Document source:
Préjudice d’établissement de la victime directe et préjudice moral des proches en cas d’exposition au Distilbène

Actualité Tondu Avocat Préjudice d’établissement de la victime directe et préjudice moral des proches en cas d’exposition au Distilbène
Publié le 2/03/20

Une femme, exposée in utero au diéthylstilbestrol, plus connu sous le nom de Distilbène, a assigné en responsabilité et indemnisation de ses préjudices le laboratoire producteur du médicament.

Son époux est intervenu volontairement à la procédure.

Par arrêt en date du 23 novembre 2017, la Cour d’Appel de VERSAILLES a toutefois débouté la victime de sa demande indemnitaire au titre de son préjudice d’établissement.

Comme le rappelle la nomenclature Dintilhac :

« Ce poste de préjudice cherche à indemniser la perte d’espoir, de chance ou de toute possibilité de réaliser un projet de vie familiale « normale » en raison de la gravité du handicap permanent, dont reste atteint la victime après consolidation : il s’agit de la perte d’une chance de se marier, de fonder une famille, d’élever des enfants et plus généralement des bouleversements dans les projets de vie de la victime qui l’obligent à effectuer certaines renonciations sur le plan familial.

Il convient ici de le définir par référence à la définition retenue par le Conseil National de l’aide aux victimes comme « la perte d’espoir et de chance de normalement réaliser un projet de vie familiale (se marier, fonder une famille, élever des enfants, etc.) en raison de la gravité du handicap ».

Ce type de préjudice doit être apprécié in concreto pour chaque individu en tenant compte notamment de son âge ».

Pour rejeter la demande indemnitaire au titre du préjudice d’établissement, la Cour d’Appel de VERSAILLES commence par préciser que la victime se trouvait effectivement dans l’impossibilité de procréer.  

Elle ajoute que le poste « préjudice d’établissement » « répare la perte d’espoir et de chance normale de réaliser un projet de vie familiale en raison de la gravité du handicap ».

Cependant, selon elle, l’impossibilité de procréer subie par la victime avait déjà fait l’objet d’une indemnisation dans le cadre du poste « déficit fonctionnel permanent » et ne pouvait, au surplus, être assimilée à un handicap.

Données de localisation de points:
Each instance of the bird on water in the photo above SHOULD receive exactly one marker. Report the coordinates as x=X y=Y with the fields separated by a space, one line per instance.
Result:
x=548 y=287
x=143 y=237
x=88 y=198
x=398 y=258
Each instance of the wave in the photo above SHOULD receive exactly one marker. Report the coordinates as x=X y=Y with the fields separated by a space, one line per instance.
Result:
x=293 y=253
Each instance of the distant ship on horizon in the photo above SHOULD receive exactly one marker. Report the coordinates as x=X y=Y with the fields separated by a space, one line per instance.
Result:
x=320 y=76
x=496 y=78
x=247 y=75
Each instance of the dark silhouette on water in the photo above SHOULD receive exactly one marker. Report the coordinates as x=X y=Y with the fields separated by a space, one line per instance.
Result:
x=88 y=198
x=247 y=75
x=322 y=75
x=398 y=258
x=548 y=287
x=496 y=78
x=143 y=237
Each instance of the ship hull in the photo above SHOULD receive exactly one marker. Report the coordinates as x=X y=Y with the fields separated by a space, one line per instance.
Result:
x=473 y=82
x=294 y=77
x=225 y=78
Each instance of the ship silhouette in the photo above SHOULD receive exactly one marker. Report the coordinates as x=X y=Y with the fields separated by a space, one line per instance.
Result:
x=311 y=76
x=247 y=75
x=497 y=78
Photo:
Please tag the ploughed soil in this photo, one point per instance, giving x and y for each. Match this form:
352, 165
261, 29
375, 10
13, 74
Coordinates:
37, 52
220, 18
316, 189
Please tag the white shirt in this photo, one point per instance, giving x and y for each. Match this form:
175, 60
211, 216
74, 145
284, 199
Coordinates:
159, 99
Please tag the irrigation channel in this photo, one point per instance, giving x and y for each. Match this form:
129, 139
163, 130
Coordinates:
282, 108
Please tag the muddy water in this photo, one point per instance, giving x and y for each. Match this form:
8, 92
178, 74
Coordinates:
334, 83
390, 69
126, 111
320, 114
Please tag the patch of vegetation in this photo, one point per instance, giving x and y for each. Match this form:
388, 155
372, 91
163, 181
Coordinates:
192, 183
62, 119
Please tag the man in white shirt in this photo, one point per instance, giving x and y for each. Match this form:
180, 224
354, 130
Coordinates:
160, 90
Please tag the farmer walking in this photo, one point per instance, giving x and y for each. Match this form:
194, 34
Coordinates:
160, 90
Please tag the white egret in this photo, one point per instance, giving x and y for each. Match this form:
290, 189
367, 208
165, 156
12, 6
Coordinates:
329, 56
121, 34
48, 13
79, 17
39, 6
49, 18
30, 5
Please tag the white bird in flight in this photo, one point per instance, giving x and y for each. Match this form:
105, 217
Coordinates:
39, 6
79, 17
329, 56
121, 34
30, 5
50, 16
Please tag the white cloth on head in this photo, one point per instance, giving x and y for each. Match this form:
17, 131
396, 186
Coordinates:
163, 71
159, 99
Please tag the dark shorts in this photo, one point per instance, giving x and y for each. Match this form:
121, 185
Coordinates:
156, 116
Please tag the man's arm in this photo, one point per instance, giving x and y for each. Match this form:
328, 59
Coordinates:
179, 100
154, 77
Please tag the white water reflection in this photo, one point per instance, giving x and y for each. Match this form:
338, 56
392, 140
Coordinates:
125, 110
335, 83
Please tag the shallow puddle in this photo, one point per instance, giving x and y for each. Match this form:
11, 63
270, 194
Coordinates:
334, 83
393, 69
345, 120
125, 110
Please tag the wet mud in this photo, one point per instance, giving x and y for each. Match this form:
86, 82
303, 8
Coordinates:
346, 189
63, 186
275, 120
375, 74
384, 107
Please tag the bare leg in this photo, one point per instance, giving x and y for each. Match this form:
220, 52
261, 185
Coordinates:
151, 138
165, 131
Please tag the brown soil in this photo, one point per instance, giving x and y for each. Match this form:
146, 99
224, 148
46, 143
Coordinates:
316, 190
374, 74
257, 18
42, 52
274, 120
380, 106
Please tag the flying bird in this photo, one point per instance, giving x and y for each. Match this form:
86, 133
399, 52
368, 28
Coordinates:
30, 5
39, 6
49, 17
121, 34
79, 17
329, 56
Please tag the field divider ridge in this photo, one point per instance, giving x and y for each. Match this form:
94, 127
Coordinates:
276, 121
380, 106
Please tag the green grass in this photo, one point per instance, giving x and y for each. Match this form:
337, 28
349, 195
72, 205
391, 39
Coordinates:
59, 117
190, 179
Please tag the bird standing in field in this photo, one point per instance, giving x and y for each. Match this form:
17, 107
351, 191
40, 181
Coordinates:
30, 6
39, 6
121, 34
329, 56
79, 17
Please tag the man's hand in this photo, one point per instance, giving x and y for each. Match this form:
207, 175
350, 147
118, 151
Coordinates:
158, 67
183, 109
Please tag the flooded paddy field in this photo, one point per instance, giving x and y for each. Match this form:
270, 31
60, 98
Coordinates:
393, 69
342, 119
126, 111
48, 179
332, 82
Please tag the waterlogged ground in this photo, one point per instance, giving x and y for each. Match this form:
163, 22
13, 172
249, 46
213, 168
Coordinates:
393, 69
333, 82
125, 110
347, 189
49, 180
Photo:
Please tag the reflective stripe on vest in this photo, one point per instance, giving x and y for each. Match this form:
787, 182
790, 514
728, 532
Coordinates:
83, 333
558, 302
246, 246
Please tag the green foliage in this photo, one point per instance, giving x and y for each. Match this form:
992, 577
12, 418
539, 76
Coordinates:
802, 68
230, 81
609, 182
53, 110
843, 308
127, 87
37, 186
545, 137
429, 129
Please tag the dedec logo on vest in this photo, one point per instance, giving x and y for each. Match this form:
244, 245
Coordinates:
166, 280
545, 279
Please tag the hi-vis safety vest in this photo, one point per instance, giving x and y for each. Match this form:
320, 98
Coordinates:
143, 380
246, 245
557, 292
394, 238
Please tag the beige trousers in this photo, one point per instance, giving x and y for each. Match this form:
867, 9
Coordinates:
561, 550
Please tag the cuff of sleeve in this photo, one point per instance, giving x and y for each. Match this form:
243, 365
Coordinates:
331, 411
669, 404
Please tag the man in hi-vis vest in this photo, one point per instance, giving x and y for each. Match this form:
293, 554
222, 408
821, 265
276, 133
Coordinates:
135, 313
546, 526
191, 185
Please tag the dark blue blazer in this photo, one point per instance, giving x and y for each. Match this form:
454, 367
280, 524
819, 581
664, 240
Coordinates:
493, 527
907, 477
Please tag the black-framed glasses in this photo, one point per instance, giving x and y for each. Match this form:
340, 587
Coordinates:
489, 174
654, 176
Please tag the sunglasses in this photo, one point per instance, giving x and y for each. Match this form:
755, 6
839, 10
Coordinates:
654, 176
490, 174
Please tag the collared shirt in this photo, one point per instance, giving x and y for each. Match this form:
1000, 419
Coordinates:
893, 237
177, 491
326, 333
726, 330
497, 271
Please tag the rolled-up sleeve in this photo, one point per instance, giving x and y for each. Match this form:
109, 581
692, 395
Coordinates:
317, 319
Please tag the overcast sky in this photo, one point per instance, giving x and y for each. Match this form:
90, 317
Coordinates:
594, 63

Consigne: Résumez en deux phrases l'article sur le Distilbène. Appuyez-vous uniquement sur l'article.

Réponse: Une femme exposée in utero au Distilbène a poursuivi le laboratoire qui produisait ce médicament pour obtenir réparation de ses préjudices, et son époux s'est joint à la procédure. Par un arrêt du 23 novembre 2017, la Cour d'Appel de VERSAILLES a rejeté sa demande au titre du préjudice d'établissement, car son impossibilité de procréer avait déjà été indemnisée au titre du déficit fonctionnel permanent et ne pouvait pas être assimilée à un handicap.